** PAGE TEXT follows **

By the time of the Second Punic War of the late 3rd century BC, this system had proved inefficient against enemies such as Carthage. After a series of more "organic" changes as opposed to a single intentional reform, a new system gradually came into being. Infantry were sorted into classes according to age and experience rather than wealth, the triarii being the most experienced. Their equipment and role was very similar to the previous system, except they now carried scuta, large rectangular shields that offered a greater degree of protection than the old round clipeus.

The number of triarii were reduced to 600 per legion, forming 10 maniples of 60 men each. The triarii still made up the third line in the legion, behind the front line of hastati and the second line of principes, but the rorarii and accensi were phased out. Leves had been replaced with velites, who had a similar role but were also attached to principes and triarii.

Pitched battles were conducted in a similar fashion: the velites would gather at the front and fling javelins to cover the advance of the hastati. If the hastati failed to break the enemy, they would fall back on the principes, who along with the hastati, had been re-equipped with pila rather than spears. If the principes could not break the enemy they would retire behind the triarii, who would then engage the enemy.

** End of PAGE TEXT **
** DATA EXTRACTS follows **

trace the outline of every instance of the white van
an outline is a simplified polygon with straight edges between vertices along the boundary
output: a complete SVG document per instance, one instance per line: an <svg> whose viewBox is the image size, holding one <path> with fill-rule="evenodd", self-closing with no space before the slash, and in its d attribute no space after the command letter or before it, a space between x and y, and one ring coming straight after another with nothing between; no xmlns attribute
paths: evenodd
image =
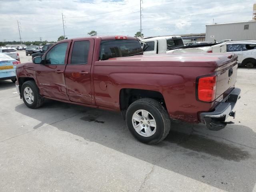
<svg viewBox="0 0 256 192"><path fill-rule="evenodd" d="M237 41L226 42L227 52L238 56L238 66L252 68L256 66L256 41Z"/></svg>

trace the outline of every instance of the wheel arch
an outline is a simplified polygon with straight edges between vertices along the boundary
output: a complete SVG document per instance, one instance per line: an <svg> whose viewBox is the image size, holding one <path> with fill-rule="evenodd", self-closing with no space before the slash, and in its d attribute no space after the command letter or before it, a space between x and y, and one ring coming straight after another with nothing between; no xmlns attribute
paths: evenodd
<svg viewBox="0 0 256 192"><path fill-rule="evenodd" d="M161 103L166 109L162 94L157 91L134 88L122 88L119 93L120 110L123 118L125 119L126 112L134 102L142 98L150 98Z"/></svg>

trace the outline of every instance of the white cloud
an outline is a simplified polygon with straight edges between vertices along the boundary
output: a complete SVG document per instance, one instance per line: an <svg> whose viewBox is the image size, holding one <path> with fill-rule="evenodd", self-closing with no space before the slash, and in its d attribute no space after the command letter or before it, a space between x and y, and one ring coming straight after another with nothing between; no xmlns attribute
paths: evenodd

** End of DATA EXTRACTS **

* [TASK STATEMENT]
Copy the text on the triarii starting at "Pitched battles were" and ending at "engage the enemy.", replacing "javelins" with "darts". These records have no connection to the text on the triarii.

* [EXERCISE SOLUTION]
Pitched battles were conducted in a similar fashion: the velites would gather at the front and fling darts to cover the advance of the hastati. If the hastati failed to break the enemy, they would fall back on the principes, who along with the hastati, had been re-equipped with pila rather than spears. If the principes could not break the enemy they would retire behind the triarii, who would then engage the enemy.